[WRITTEN REQUEST A]: Write out the part of the FOP and ICU mailing-list thread from "Posted by Glenn" up to and including "of other languages)".
[WRITTEN REQUEST B]:
Answer these questions using the FOP and ICU mailing-list thread:
(i) Which Apache projects does the opening message name as using ICU?
(ii) According to Vincent Hennebert, what has mainly kept FOP from using ICU in the past?
(iii) Which language is given as an example of one that requires dictionary-based line breaking?

[TEXT PROVIDED]:
┄┄┄┄┄┄┄┄┄┄┄┄┄┄┄┄┄┄┄┄

You are viewing a plain text version of this content. The canonical link for it is here.
Posted to fop-dev@xmlgraphics.apache.org by Glenn Adams <gl...@skynav.com> on 2013/06/18 06:46:48 UTC

FOP using ICU?

Is there a reason FOP doesn't use ICU for determining line break
boundaries? The FOP implementation of UAX14 (org.apache.fop.text.linebreak)
seems to be out of date and basically unmaintained. According to [1], a
number of Apache projects are using it, including PDFBox, Xalan, and Xerces.

[1] http://site.icu-project.org/#TOC-Apache-Projects

Re: FOP using ICU?

Posted by Glenn Adams <gl...@skynav.com>.
By interoperability, I mean interoperability with different language line
breaking requirements. For example, Thai (and a number of other languages)
requires dictionary based support for line breaking. ICU supports this
today, while it is highly unlikely we would ever add this support to the
existing FOP implementation of UAX14.


On Tue, Jun 18, 2013 at 6:04 PM, Glenn Adams <gl...@skynav.com> wrote:

> My position is that it is costing us in interoperability (I mean lack
> thereof) by failing to use ICU. I don't see any issue about size.
>
>
> On Tue, Jun 18, 2013 at 6:00 PM, Vincent Hennebert <vh...@gmail.com>wrote:
>
>> On 18/06/13 06:46, Glenn Adams wrote:
>> > Is there a reason FOP doesn't use ICU for determining line break
>> > boundaries? The FOP implementation of UAX14
>> (org.apache.fop.text.linebreak)
>> > seems to be out of date and basically unmaintained. According to [1], a
>> > number of Apache projects are using it, including PDFBox, Xalan, and
>> Xerces.
>>
>> I think the main reason in the past has been the size of the ICU4J jar
>> compared to FOP’s own jar:
>> http://markmail.org/thread/krkqlircefpuxlse
>>
>> I guess the topic could be revisited today. We could consider adding it
>> as an optional dependency, or acknowledge that full Unicode support is
>> taken for granted nowadays and use it by default.
>>
>> >
>> > [1] http://site.icu-project.org/#TOC-Apache-Projects
>> >
>>
>> Vincent
>>
>
>

Re: FOP using ICU?

Posted by Vincent Hennebert <vh...@gmail.com>.

┄┄┄┄┄┄┄┄┄┄┄┄┄┄┄┄┄┄┄┄

[RECORDED INFORMATION]:
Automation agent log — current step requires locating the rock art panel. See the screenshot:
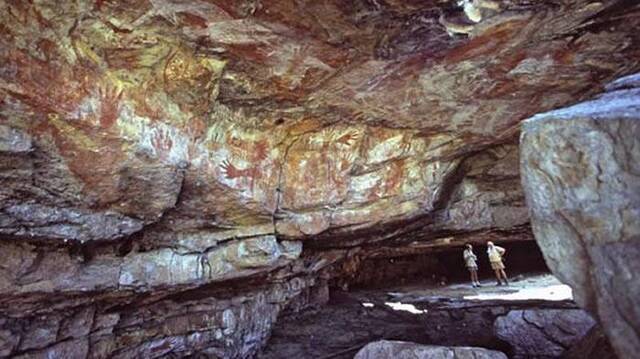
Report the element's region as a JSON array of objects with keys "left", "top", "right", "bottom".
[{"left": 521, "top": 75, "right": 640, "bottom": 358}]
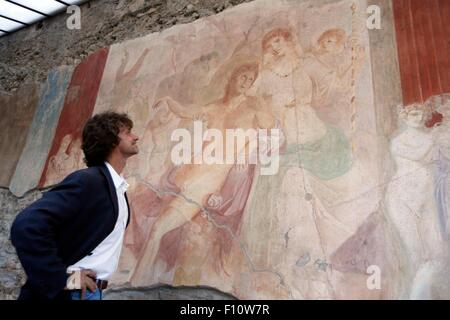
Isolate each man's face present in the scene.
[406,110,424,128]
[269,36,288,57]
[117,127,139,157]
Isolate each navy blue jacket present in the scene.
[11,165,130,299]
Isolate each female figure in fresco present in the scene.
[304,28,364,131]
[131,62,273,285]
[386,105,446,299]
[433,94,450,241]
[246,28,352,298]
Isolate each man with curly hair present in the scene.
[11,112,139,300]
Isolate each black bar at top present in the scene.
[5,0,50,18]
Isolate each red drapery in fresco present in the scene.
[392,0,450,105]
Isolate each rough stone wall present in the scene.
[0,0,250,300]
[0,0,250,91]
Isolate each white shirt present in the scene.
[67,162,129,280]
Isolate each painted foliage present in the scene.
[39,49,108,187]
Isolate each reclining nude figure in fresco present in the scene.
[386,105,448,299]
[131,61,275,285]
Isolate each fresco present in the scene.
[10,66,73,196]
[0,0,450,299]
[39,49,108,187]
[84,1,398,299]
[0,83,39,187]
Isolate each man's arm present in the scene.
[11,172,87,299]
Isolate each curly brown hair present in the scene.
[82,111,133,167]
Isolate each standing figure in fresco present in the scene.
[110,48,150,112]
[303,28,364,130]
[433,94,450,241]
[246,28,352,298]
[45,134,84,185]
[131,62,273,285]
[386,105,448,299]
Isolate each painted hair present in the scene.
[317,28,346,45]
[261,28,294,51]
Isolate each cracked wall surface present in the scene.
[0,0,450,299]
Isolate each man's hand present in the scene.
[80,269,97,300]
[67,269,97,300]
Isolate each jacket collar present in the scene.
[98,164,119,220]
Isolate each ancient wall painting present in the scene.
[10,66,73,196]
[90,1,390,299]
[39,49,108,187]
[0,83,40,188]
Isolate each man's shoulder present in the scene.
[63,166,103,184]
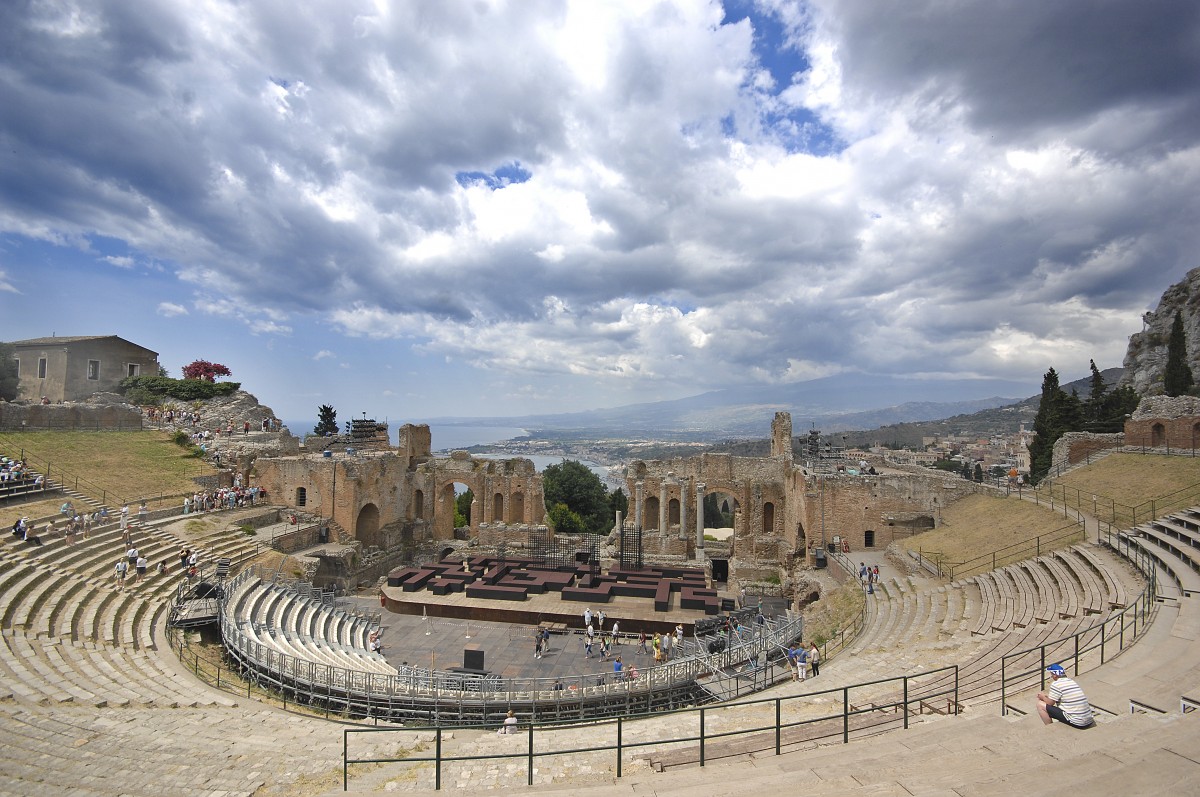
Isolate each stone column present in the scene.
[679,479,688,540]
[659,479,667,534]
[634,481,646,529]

┄┄┄┄┄┄┄┄┄┄┄┄┄┄┄┄┄┄┄┄

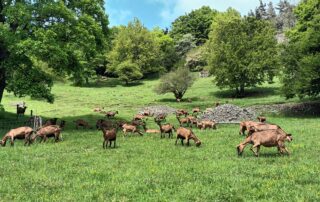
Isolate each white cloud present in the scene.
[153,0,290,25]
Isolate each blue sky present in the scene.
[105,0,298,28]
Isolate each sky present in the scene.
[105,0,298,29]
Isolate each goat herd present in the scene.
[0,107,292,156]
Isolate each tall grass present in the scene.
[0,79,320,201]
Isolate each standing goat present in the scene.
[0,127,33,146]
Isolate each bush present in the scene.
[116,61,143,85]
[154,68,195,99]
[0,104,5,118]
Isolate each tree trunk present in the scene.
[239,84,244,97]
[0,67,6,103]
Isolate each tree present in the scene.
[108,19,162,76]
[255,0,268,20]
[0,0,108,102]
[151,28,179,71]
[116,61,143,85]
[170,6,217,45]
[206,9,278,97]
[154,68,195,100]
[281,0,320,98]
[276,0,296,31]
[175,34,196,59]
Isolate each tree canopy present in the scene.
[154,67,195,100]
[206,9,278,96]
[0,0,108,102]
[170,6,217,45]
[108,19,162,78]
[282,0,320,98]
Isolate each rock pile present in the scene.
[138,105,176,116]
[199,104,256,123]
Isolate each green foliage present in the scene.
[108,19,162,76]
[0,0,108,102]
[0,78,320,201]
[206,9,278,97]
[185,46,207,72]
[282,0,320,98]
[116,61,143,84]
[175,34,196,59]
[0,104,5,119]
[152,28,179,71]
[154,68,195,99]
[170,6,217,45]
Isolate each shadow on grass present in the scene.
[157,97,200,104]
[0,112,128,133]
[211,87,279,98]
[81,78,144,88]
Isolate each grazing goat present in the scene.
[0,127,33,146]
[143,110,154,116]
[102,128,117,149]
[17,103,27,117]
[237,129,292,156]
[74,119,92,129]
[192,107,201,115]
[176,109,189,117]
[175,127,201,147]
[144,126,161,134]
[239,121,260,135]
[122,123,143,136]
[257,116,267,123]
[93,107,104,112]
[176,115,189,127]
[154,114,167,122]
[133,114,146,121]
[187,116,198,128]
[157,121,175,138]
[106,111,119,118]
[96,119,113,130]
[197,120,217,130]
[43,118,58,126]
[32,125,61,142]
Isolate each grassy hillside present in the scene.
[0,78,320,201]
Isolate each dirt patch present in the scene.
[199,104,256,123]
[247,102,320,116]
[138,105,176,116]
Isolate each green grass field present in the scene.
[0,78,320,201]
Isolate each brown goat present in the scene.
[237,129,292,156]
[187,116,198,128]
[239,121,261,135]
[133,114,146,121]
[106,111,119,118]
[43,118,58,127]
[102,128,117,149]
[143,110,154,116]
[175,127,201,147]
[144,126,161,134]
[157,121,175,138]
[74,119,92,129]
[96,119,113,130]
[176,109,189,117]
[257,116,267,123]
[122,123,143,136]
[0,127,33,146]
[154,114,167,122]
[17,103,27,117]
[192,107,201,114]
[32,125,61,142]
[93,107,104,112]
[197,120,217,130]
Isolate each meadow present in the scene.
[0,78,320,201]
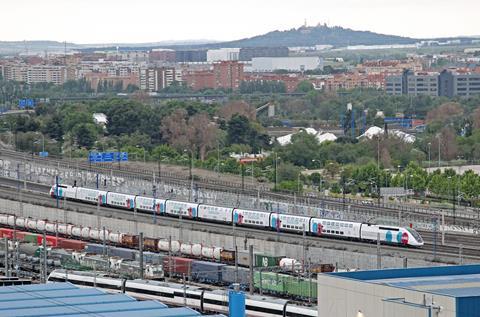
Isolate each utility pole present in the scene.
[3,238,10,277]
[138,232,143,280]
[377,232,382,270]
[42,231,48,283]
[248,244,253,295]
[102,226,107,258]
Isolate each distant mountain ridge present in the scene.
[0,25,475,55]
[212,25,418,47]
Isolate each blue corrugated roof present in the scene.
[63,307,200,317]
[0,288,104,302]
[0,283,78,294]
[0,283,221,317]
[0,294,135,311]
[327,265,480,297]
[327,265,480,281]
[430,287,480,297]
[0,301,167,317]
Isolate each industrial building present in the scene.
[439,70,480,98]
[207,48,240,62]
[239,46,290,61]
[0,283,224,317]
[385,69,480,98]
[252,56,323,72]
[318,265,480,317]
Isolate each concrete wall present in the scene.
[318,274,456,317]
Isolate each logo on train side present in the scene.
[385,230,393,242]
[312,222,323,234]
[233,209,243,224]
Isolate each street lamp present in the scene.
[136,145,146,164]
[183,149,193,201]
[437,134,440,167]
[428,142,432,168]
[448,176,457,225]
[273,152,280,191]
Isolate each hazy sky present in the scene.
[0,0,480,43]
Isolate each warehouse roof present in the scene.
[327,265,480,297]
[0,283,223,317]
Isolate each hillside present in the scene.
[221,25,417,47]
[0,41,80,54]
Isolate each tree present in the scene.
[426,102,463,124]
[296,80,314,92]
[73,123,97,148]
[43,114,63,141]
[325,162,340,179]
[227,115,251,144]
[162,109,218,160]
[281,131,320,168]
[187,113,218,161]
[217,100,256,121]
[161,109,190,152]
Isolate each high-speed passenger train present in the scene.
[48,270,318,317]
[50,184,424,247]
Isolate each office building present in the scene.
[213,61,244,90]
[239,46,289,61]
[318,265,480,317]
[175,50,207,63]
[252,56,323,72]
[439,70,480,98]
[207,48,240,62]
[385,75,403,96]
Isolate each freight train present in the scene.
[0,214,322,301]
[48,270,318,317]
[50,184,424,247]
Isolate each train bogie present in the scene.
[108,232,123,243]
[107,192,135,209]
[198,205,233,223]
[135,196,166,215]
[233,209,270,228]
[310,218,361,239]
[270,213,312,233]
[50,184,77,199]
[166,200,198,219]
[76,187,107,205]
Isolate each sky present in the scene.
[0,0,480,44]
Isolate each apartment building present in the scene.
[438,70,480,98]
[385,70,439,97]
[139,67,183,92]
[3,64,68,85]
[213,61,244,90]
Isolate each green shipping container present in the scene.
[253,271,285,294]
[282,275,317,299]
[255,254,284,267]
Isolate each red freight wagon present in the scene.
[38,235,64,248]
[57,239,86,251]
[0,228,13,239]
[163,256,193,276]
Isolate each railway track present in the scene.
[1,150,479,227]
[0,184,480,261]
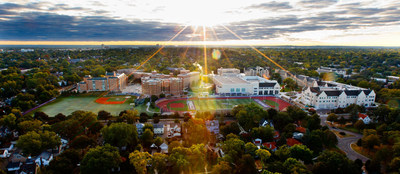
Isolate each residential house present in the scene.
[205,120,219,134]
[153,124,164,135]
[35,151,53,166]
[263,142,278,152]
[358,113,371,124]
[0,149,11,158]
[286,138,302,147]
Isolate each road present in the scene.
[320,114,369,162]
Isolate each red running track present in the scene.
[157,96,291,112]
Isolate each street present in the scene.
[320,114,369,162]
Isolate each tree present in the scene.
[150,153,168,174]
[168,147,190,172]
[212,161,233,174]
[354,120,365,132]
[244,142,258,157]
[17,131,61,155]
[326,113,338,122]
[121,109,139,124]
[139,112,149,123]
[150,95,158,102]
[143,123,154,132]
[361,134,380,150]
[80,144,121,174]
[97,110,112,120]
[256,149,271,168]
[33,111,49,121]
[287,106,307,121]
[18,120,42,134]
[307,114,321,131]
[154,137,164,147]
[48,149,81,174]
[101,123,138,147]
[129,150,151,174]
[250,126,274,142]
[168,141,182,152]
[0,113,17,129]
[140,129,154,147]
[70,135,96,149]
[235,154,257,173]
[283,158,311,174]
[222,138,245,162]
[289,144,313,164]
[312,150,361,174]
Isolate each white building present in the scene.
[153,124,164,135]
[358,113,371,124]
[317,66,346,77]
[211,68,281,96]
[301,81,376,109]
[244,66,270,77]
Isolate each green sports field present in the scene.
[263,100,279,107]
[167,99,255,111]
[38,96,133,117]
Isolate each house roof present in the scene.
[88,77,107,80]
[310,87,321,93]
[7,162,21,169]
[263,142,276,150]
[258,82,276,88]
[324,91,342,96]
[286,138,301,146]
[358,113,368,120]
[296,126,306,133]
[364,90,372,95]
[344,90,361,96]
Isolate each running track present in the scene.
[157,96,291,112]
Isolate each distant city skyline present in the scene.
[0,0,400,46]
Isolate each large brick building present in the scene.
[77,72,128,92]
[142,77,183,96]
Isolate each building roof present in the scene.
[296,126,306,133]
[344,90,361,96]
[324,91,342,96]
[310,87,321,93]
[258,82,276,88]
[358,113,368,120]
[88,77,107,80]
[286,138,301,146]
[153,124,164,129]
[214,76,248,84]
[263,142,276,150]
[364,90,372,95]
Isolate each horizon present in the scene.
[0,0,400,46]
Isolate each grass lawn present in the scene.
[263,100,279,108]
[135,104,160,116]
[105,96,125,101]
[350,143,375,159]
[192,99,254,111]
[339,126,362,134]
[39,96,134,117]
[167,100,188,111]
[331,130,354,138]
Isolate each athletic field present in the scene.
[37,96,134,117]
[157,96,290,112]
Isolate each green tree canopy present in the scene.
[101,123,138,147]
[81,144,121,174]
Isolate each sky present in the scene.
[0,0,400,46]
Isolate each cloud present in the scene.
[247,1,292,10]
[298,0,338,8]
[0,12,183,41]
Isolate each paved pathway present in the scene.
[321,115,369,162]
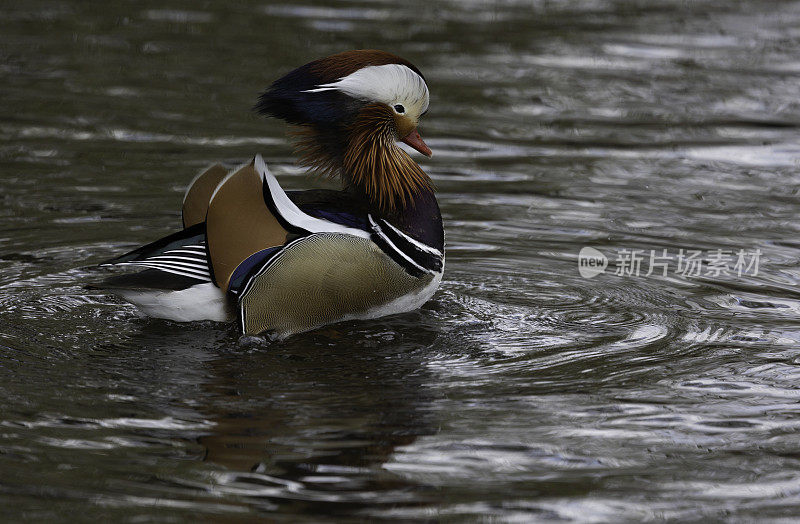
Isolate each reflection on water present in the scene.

┄┄┄┄┄┄┄┄┄┄┄┄┄┄┄┄┄┄┄┄

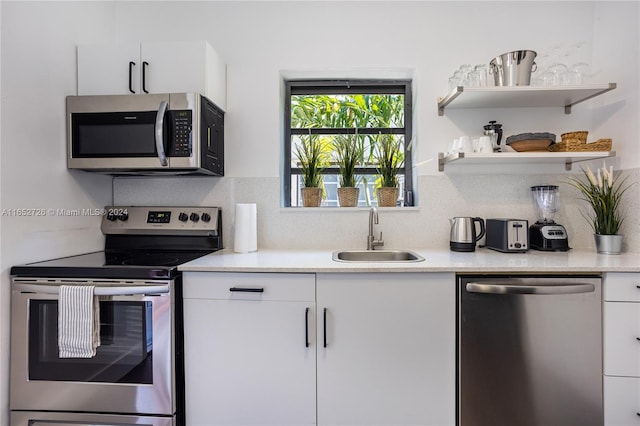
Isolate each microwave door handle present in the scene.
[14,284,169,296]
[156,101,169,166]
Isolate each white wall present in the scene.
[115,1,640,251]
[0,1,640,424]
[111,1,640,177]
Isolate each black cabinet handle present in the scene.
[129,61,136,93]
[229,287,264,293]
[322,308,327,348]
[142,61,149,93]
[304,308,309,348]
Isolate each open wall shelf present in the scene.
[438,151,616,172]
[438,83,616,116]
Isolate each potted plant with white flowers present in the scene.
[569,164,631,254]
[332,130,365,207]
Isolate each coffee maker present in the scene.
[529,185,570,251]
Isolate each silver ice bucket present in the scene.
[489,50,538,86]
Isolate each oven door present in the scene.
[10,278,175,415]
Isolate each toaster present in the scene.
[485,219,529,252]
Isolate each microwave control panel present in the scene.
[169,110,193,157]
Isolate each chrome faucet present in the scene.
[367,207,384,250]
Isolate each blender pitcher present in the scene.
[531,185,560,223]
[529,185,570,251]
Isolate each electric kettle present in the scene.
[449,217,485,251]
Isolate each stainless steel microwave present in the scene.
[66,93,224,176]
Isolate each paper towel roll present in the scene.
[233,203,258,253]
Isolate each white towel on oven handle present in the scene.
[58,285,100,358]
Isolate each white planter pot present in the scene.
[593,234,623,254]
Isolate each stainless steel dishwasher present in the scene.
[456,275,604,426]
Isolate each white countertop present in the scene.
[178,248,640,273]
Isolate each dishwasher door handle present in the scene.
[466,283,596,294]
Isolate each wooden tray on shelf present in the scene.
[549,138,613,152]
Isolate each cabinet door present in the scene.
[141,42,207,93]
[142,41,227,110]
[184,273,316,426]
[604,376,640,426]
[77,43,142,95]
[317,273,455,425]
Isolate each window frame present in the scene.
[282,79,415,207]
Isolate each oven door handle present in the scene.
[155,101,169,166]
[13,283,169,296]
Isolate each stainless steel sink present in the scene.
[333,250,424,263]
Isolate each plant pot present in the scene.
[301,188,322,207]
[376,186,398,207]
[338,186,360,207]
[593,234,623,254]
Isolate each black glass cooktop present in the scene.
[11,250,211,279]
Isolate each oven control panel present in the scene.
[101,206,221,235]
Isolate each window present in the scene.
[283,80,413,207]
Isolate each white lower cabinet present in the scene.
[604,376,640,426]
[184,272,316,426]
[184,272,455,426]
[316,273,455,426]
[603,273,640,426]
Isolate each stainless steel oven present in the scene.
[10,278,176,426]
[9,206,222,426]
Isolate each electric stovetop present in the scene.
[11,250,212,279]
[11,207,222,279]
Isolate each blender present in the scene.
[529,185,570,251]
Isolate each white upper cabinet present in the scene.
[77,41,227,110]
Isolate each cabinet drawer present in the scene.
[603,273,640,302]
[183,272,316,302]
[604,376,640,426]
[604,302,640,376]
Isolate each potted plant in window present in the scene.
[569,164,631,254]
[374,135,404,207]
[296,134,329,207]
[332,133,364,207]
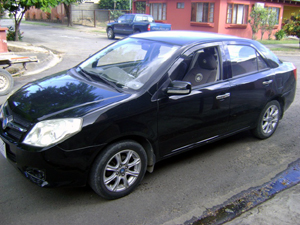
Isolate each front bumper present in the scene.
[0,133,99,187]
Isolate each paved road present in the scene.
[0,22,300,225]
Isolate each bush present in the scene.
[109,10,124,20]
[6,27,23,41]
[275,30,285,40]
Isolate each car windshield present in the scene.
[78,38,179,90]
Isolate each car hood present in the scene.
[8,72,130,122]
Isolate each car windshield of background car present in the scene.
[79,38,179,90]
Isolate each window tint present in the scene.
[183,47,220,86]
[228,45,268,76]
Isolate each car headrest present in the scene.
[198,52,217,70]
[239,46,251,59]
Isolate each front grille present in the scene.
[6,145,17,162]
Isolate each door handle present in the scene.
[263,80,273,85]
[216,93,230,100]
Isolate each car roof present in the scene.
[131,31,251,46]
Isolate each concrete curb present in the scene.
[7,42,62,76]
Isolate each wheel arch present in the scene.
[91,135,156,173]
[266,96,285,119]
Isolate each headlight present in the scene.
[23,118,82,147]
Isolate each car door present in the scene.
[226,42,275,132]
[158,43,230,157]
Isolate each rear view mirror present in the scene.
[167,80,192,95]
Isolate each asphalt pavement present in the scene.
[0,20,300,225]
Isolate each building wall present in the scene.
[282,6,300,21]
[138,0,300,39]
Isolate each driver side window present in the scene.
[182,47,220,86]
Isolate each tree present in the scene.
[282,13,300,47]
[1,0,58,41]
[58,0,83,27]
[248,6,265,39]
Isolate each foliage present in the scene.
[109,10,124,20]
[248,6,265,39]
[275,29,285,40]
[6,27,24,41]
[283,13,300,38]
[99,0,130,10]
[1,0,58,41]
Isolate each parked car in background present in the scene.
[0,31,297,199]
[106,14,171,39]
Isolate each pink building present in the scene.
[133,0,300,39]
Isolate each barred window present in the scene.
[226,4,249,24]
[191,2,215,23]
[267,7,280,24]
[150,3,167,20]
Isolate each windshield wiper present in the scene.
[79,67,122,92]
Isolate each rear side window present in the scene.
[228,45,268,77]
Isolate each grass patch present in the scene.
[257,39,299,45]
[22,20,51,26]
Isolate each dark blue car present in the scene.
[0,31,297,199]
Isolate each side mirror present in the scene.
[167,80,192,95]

┄┄┄┄┄┄┄┄┄┄┄┄┄┄┄┄┄┄┄┄

[CORRECT ANSWER A]:
Posted by Glenn Adams <gl...@skynav.com>.
By interoperability, I mean interoperability with different language line
breaking requirements. For example, Thai (and a number of other languages)

[CORRECT ANSWER B]:
(i) PDFBox, Xalan, and Xerces.
(ii) The size of the ICU4J jar compared to FOP's own jar.
(iii) Thai.